=== Excerpted records ===

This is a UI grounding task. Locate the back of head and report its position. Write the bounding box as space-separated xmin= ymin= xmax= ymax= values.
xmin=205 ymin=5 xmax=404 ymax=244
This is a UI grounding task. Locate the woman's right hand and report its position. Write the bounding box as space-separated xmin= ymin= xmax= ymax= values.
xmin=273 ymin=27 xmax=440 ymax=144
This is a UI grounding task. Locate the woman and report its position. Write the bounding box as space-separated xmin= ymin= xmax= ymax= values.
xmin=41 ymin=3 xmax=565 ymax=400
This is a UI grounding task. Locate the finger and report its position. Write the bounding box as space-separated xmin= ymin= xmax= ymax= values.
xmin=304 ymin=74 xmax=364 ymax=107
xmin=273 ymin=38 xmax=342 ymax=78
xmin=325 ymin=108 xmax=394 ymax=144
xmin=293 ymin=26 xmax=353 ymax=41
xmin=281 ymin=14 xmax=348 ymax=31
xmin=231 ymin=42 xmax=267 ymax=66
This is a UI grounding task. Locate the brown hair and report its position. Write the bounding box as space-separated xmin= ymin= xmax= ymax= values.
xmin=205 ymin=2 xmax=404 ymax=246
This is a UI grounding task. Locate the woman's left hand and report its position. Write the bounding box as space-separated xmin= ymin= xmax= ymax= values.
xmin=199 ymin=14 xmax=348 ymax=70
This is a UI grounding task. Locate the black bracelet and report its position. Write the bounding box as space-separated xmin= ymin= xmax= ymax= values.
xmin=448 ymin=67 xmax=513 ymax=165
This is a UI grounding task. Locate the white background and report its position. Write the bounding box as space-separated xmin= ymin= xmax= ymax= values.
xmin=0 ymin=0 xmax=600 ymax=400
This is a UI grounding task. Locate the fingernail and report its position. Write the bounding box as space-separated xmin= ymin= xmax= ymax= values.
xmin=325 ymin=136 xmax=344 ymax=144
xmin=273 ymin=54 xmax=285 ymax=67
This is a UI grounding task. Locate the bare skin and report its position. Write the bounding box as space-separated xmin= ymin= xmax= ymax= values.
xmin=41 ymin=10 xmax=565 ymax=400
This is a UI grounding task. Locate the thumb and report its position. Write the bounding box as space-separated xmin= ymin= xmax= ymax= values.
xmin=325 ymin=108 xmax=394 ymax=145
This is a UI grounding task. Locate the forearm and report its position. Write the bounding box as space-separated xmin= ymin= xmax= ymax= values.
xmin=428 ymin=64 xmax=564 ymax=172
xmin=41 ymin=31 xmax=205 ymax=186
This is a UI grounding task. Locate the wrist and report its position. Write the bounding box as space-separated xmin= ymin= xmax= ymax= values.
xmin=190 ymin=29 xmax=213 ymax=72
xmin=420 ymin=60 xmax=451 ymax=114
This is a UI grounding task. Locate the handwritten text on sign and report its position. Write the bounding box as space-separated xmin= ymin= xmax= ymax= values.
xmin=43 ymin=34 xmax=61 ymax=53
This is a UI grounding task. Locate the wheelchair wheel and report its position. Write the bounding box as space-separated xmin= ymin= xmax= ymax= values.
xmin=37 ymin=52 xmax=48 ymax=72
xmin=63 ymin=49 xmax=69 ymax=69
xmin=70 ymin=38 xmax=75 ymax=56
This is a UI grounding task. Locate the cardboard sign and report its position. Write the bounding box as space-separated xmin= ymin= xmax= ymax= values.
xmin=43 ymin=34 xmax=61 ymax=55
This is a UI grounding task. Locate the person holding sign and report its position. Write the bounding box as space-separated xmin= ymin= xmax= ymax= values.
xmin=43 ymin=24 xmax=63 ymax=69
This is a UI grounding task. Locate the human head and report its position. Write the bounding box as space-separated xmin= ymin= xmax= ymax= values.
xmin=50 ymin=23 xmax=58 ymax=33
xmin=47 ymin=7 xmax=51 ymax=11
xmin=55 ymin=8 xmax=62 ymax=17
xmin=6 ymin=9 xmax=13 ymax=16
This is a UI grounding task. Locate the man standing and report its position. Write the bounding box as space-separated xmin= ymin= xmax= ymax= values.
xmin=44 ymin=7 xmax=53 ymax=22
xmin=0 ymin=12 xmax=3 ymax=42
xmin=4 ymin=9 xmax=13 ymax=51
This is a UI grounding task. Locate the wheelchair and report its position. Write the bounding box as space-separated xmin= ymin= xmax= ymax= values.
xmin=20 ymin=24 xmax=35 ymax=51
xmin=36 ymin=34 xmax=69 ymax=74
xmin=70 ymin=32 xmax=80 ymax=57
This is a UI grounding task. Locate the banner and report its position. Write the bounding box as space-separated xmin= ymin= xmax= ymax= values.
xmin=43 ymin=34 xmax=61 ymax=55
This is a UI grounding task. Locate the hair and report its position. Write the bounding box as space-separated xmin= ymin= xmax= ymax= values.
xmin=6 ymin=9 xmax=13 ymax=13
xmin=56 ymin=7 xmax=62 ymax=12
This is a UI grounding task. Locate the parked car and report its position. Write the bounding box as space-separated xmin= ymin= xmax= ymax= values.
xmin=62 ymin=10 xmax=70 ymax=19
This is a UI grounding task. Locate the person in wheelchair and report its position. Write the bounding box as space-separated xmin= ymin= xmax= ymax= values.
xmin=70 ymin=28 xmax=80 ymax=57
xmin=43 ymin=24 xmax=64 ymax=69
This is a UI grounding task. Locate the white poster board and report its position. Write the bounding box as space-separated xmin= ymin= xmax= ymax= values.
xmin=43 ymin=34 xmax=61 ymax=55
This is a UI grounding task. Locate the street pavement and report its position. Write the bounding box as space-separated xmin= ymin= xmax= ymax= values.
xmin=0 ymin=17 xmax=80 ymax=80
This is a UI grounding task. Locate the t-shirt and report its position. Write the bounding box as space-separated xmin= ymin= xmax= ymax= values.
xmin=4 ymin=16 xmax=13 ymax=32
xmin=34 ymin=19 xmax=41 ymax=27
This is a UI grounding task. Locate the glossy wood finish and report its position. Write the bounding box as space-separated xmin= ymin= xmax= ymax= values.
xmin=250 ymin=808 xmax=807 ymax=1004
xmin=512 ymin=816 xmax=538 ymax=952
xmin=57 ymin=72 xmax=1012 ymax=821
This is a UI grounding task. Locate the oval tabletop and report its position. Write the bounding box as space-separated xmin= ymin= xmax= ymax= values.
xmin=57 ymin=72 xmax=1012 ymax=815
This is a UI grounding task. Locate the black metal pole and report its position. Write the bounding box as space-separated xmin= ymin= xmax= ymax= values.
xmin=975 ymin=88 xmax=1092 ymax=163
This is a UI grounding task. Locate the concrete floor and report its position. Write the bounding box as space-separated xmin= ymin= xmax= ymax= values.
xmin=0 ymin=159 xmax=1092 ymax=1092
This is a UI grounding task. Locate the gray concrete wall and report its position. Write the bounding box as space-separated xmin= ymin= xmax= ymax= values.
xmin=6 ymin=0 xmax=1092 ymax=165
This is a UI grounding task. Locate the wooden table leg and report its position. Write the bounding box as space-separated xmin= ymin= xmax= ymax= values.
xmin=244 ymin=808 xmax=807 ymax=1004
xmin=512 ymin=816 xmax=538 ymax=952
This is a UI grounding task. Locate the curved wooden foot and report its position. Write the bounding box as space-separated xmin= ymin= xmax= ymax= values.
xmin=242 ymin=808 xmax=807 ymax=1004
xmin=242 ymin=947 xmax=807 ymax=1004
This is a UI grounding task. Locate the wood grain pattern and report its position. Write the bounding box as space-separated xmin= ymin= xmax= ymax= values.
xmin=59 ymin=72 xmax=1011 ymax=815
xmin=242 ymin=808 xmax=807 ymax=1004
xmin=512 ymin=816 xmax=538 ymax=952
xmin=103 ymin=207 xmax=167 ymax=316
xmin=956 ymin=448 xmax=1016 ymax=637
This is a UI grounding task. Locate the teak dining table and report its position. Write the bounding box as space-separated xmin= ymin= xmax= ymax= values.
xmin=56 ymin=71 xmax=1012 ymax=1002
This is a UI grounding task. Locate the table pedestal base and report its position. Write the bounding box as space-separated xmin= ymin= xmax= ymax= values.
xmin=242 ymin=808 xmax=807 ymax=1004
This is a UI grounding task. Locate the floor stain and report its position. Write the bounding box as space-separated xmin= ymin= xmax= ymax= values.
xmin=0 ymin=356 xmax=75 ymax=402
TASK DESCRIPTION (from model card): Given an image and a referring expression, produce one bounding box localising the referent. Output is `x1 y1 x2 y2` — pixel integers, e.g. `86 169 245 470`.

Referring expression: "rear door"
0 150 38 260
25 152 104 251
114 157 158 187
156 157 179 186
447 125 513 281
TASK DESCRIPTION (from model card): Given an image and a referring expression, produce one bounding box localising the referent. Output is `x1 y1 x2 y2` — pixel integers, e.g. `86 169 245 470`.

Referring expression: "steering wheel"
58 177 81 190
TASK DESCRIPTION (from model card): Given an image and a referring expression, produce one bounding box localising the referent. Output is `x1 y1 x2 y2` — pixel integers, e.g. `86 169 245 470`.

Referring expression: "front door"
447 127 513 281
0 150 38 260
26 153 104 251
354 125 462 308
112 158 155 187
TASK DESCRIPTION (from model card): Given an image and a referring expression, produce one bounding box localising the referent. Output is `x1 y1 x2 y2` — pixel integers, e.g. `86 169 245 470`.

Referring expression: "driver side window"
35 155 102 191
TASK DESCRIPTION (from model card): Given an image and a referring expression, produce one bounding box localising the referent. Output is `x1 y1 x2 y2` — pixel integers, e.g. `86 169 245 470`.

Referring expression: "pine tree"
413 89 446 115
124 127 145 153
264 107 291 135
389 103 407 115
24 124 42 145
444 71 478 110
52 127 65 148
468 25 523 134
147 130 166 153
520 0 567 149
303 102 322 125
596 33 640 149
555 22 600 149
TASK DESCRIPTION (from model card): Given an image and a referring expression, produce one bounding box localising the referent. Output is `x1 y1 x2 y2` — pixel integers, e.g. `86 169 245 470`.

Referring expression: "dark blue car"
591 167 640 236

===

Rewrite the items from the line with "This is a UI grounding task. Locate the finger and" to the line with "xmin=205 ymin=2 xmax=404 ymax=246", replacing "brown hair" with "dark hair" and leaving everything else unchanged.

This is a UI grounding task. Locate the finger and report its position. Write the bounding box as space-separated xmin= ymin= xmax= ymax= values.
xmin=304 ymin=74 xmax=364 ymax=107
xmin=273 ymin=38 xmax=342 ymax=78
xmin=325 ymin=108 xmax=394 ymax=144
xmin=293 ymin=26 xmax=353 ymax=41
xmin=281 ymin=14 xmax=348 ymax=31
xmin=231 ymin=42 xmax=267 ymax=66
This is a UI grounding task. Locate the dark hair and report its position. Write the bounding box as space-separated xmin= ymin= xmax= ymax= values.
xmin=205 ymin=2 xmax=404 ymax=246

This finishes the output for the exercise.